» **Task**
How many lines of the data below contain the string "woman", with case counting? Reply with only the number.

» **Data supplied**
————
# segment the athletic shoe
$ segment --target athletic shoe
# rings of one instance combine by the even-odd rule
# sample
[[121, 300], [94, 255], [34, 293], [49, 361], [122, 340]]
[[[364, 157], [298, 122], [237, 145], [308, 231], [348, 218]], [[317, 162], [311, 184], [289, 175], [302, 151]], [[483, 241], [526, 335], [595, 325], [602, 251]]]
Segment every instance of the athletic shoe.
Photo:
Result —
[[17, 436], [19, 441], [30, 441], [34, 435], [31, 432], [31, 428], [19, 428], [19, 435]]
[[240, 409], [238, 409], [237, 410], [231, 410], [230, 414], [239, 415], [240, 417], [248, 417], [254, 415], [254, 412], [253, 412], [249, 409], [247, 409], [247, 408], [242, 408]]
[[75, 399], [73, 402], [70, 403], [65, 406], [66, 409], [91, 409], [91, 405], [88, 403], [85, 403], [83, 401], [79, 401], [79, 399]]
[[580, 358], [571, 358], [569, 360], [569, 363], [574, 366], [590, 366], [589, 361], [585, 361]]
————
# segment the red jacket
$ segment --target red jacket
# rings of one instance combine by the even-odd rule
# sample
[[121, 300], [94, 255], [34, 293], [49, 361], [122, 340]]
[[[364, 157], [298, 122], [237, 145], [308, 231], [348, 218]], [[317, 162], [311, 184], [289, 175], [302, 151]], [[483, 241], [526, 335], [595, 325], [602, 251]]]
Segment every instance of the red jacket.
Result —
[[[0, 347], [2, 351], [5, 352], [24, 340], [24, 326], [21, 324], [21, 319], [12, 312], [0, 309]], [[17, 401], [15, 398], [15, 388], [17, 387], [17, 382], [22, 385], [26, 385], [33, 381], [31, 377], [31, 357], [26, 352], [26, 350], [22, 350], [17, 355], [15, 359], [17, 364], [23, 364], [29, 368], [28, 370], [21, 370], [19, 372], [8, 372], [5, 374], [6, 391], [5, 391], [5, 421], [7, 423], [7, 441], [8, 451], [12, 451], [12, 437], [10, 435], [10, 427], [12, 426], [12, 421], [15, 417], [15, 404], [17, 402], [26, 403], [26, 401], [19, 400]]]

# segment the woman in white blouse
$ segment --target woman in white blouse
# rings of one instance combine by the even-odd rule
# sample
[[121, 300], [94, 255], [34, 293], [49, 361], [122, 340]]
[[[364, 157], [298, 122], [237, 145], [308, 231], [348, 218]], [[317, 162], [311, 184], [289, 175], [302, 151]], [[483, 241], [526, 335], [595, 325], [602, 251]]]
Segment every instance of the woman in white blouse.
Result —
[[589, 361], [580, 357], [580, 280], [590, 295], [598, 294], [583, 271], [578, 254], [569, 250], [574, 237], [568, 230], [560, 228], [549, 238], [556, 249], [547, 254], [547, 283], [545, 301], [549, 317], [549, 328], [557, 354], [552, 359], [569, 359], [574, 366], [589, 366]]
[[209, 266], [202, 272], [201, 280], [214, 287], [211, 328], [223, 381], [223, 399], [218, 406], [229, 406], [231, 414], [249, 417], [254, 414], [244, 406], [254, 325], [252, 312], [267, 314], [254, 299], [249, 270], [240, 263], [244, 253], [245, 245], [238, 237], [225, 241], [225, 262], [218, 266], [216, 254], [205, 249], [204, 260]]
————
» **Written reply**
3